→ **Extracted text**:
* BEGIN *

Issued: December 18, 2025

On October 7, 2025, Public Acts 17, 18, 19, and 20 of 2025 became law as part of a comprehensive road funding legislative package. Although these Public Acts (“PAs”) became effective on October 7, 2025, the key substantive changes made by this legislation that impact fuel taxes will take effect on January 1, 2026, as explained in this Notice. Except where otherwise provided, definitions applicable to this Notice may be found at the end of the Notice.

Prepaid Sales Tax on Motor Fuel

Under PA 17, the imposition of prepaid sales tax on motor fuel will cease on all motor fuel purchased on or after January 1, 2026. The prepaid sales tax on motor fuel will continue to apply to motor fuel purchased through December 31, 2025. Revenue Administrative Bulletin (“RAB”) 2025-14 sets forth the following prepayment rates per gallon for motor fuel for the December 2025 tax period: $0.152 (gasoline) and $0.191 (diesel fuel). With the expiration of the prepaid sales tax, RAB 2025-14 is the final prepaid sales tax RAB to be issued by Treasury. As explained below, this legislation does not preclude taxpayers (e.g., retailers and wholesalers) from claiming the credit on their 2025 sales tax returns for prepaid sales tax paid to vendors for motor fuel purchases made before January 1, 2026 even if the return (whether original or amended) is due on or after January 1, 2026 (e.g., the January 20, 2026 due date for the December 2025 return for monthly filers).

For gallons of motor fuel purchased in December 2025, retailers are to claim the credit on their December 2025 return for prepayments paid to their vendors (e.g., where they were charged the prepaid sales tax) on those gallons in the same manner as before the enactment of PA 17. Although wholesalers may charge their customers the prepaid sales tax for motor fuel sales made in December 2025 in the same manner as before the enactment of PA 17, wholesalers are encouraged to not charge the prepaid sales tax to their customers (e.g., retailers or other wholesalers) for fuel sold in December 2025 to recoup the prepaid sales tax they may have paid to their vendors.  Instead of charging the prepaid sales tax to their customers, wholesalers will be allowed to claim the credit on their December 2025 returns by using Form 5083 – Fuel Supplier and Wholesaler Prepaid Sales Tax Schedule for motor fuel sold in December 2025. To facilitate this process, Treasury is revising the instructions to Form 5083 and its tax return filing procedures to allow wholesalers to claim the credit for these December 2025 sales even though Form 5083 has historically been reserved only for motor fuel delivered to out-of-state locations upon which prepayments were made by the wholesaler to its vendors.

* END *

→ **Exercise objective**: Pick up the fuel tax notice after its final sentence and carry it forward in the same style.

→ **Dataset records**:

* BEGIN *

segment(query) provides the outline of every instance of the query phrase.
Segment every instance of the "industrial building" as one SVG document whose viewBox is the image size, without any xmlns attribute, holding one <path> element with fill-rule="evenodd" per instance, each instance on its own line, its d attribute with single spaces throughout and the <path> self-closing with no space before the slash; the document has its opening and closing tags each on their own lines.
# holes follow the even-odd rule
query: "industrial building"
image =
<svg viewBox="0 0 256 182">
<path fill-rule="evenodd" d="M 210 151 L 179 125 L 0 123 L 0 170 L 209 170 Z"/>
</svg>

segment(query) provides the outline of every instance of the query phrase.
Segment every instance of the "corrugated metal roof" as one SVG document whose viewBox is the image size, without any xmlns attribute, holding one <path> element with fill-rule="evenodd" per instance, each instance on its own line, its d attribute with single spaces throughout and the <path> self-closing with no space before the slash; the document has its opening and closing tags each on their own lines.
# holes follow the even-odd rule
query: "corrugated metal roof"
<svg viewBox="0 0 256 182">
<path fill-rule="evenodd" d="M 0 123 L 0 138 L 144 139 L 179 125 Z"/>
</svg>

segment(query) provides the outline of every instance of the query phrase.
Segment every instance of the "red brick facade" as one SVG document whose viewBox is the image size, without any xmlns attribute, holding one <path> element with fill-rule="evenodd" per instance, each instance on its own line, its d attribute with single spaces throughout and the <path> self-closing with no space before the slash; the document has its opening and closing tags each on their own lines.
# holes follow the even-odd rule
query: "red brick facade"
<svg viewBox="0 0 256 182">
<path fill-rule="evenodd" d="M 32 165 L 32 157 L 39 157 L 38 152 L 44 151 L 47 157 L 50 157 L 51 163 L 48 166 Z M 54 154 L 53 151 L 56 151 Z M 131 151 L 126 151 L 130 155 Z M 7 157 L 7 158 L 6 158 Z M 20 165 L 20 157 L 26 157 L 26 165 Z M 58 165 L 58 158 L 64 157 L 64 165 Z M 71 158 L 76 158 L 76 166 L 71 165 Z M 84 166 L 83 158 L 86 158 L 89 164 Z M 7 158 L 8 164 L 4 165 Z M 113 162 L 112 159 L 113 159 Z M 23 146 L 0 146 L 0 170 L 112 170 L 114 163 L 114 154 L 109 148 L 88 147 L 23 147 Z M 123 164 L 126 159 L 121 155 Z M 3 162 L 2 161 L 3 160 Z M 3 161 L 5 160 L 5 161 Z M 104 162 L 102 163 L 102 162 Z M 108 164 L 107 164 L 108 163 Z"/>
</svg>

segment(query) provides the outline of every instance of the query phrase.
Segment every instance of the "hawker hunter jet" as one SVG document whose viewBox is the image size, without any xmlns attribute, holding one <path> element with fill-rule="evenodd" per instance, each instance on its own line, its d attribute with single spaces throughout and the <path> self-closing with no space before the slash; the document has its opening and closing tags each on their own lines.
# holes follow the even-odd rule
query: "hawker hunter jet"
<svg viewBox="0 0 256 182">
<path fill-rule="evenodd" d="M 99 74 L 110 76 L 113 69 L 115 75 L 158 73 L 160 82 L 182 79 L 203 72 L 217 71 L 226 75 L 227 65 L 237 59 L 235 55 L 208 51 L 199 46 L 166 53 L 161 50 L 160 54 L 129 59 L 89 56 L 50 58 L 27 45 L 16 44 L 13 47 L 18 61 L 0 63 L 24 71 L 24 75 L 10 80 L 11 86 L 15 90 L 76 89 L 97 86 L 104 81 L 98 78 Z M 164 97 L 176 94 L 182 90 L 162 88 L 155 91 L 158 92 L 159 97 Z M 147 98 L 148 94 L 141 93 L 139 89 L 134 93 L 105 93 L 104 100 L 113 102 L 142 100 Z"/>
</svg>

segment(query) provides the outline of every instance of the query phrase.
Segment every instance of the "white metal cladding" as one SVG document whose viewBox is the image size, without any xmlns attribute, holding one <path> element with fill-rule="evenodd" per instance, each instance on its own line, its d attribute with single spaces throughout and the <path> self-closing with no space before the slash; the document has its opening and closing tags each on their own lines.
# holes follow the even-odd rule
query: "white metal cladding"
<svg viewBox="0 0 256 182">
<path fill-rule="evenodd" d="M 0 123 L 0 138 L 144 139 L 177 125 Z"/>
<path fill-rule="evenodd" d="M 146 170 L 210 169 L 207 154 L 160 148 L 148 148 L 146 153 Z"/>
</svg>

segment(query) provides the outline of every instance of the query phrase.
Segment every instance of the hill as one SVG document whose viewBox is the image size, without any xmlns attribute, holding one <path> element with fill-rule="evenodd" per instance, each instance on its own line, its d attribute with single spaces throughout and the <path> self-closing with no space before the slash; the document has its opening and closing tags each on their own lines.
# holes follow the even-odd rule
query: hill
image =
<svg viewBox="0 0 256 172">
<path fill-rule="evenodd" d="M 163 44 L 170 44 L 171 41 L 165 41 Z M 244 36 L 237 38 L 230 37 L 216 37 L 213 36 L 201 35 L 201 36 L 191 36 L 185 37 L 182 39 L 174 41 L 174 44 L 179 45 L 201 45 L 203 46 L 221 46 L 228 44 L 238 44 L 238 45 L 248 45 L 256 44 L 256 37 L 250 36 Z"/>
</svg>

* END *

→ **The output**:
Note: To facilitate the complete phase-out of the prepaid sales tax, when claiming their prepaid credits for their December 2025 sales tax returns, taxpayers may include the gallons of motor fuel held in “dead storage” as of December 31, 2025, upon which prepayments were made to their vendors. For this purpose, “dead storage” has the same meaning as that term is defined in Section 2 of the Motor Fuel Tax Act (“MFTA”), MCL 207.1002, and as described further below in this Notice.

Sales and Use Tax on “Eligible Fuel”

Under PAs 17 and 19, the sale, use, storage, or consumption of “eligible fuel” is exempt from both sales tax and use tax beginning January 1, 2026. Therefore, taxpayers can exclude sales of “eligible fuel” from their gross proceeds for sales made on and after January 1, 2026.

International Fuel Tax Agreement (“IFTA”) – Use Tax

Under PA 18, the use tax imposed under 2004 PA 175 on motor fuel and alternative fuel used or consumed by an IFTA motor carrier will no longer be imposed on and after January 1, 2026. Accordingly, this use tax will continue to be imposed through the tax period ending December 31, 2025. Sales and use tax paid by an IFTA motor carrier for motor fuel or alternative fuel purchased before January 1, 2026, remain eligible for the 6% credit allowed under 2004 PA 175.

MFTA Motor Fuel and Alternative Fuel Taxes

Under PA 20, effective January 1, 2026, the MFTA tax rate applicable to motor fuel and alternative fuel is to be calculated by adjusting the $0.51 per gallon (or gallon equivalent) base rate established by PA 20 for inflation. The inflation adjusted MFTA rate effective January 1, 2026, is $0.524 per gallon (or gallon equivalent) on motor fuel and alternative fuel. Under PA 20, the MFTA rate effective January 1, 2027 will be based on the 2026 rate adjusted for inflation and this process (whereby the tax rate for each calendar year is based on the tax rate in effect in the immediately preceding calendar year and adjusted for inflation) will continue for each calendar year thereafter.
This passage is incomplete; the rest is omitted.